This girl back in the second grade. I talked with her a couple times. the rest of the time I was mostly staring at her and leaving gifts in her cubby-locker thing.. Such a little stalker :"|.. I take solace that I did not continue with this sort of trend later in life. 

Later I was flipping through photo albums and saw a wedding picture of my mother's brother with his wife. Who passed away over a year ago. I remember finding her enamoring. Easily comparable to what you find in a magazine or on television. I met her years later at 18. Turned out she was indeed a real prize. She was the breadwinner in the family but never treated my uncle as a shmuck at any point. Like what you see so much on television shows with the fat inept moronic husband and this smart attractive charismatic wife who is always right.. She was of Sicilian pedigree. I suppose that sealed the deal that the dark hair/eyes fair skin variety are my favorite.

▸ **Tasks for this exercise**
A. In the passage about early crushes, at what age did the writer meet the uncle's wife?
B. Proceed with the passage about early crushes, continuing on from its final sentence.

▸ **Extracted entries**
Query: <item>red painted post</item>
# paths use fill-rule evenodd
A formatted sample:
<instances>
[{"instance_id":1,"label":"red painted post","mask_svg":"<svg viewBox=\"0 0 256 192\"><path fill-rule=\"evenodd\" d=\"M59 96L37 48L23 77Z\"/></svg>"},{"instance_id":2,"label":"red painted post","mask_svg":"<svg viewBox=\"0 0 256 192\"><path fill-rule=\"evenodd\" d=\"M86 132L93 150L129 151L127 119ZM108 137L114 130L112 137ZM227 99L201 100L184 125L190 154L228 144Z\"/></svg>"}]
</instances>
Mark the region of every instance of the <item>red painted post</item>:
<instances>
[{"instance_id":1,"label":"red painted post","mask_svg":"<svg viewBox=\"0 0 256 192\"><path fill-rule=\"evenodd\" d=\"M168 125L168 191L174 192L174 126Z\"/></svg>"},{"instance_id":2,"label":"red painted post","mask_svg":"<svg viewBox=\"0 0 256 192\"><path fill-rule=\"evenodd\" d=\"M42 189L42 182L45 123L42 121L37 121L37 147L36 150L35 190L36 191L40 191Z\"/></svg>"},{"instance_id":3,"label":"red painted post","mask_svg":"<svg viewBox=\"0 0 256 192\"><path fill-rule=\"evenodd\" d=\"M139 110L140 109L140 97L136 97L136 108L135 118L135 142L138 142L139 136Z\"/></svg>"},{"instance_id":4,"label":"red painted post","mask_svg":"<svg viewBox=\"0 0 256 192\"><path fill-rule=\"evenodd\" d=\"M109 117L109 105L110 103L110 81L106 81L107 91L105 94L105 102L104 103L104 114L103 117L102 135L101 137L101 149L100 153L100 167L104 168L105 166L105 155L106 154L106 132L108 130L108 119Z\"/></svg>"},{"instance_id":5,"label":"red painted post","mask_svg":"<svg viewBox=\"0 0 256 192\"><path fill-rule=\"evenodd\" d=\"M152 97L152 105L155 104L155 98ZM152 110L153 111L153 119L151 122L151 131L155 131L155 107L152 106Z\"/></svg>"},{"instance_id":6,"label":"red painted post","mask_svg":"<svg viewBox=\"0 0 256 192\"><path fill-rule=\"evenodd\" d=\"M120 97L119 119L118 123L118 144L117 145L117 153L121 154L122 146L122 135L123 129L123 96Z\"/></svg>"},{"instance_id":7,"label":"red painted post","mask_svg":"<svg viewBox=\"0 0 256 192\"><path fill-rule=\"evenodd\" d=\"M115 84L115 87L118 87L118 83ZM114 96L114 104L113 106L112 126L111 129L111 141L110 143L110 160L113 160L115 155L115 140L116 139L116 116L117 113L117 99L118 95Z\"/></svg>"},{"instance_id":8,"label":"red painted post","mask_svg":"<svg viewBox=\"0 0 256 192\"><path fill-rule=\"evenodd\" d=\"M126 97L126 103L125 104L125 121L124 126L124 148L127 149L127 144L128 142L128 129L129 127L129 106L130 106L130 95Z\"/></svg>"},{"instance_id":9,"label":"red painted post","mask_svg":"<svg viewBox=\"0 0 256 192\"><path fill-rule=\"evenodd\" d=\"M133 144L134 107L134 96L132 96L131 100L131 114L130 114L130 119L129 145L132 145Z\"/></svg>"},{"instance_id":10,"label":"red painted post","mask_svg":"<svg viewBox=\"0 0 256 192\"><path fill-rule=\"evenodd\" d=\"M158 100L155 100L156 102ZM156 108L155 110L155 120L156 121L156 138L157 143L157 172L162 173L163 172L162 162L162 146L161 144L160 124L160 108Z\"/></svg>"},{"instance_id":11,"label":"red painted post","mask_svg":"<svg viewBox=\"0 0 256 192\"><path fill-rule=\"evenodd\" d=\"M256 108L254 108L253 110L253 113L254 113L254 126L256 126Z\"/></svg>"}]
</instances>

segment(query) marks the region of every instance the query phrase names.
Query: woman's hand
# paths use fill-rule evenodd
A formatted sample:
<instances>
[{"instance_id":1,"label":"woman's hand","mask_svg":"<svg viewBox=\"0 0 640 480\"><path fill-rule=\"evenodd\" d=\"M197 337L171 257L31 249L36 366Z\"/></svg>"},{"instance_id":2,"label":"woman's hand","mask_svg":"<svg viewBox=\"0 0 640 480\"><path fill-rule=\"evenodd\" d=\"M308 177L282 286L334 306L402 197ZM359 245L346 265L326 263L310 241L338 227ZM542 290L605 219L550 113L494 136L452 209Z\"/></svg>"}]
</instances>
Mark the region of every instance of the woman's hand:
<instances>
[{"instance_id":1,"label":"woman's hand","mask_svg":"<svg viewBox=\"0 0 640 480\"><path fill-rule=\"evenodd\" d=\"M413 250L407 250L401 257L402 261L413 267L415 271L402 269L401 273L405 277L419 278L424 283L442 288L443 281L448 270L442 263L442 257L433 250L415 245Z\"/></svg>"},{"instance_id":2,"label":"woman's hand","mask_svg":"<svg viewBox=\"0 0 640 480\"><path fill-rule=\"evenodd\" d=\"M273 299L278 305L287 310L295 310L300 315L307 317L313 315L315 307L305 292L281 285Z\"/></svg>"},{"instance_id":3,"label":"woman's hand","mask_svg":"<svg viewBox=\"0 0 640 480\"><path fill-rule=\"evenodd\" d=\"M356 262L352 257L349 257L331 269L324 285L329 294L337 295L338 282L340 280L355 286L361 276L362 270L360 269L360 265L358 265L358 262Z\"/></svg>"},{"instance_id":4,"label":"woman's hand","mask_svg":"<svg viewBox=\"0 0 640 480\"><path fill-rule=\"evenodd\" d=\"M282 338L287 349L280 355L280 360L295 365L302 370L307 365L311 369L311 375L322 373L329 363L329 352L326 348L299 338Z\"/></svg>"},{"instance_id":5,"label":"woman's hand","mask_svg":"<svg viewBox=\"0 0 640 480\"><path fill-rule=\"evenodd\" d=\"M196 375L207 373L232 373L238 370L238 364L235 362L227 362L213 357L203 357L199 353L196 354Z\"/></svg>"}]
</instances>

▸ **Answers below**
A. At 18.

B.
----------



## ThatGuy11200 (Sep 3, 2012)

I 'fancied' a girl in infant school. We were six. I think she was the cause of my SA, because she once asked me who I 'loved' and I said "You" without thinking. Lots of other kids were standing around us at the time, and I back-tracked straight away. After that I started thinking carefully, and worrying, about what I said.

My first soul-destroying crush was between the ages of about 16 and 20. I'm certain she was interested to begin with, but I could never think of anything to say and she soon lost interest. But she lived nearby so I still saw her quite a lot. It ended in depression.


----------



## Barette (Jan 17, 2012)

When I was in the 1st grade I had a crush on our music teacher, even though I was afraid he would rape me. I had a very conflicted love/hate relationship with him in my mind. I was an extraordinarily odd child.


----------



## Lisa (Jul 8, 2006)

My first ever crush was on the lead singer of a British boy band..... Bros

Honestly, I was so in love

The one in the middle... Matt Goss


----------



## Lisa (Jul 8, 2006)

Barette said:


> When I was in the 1st grade I had a crush on our music teacher, even though I was *afraid he would rape me*. I had a very *conflicted love/hate relationship* with him in my mind. I was an extraordinarily odd child.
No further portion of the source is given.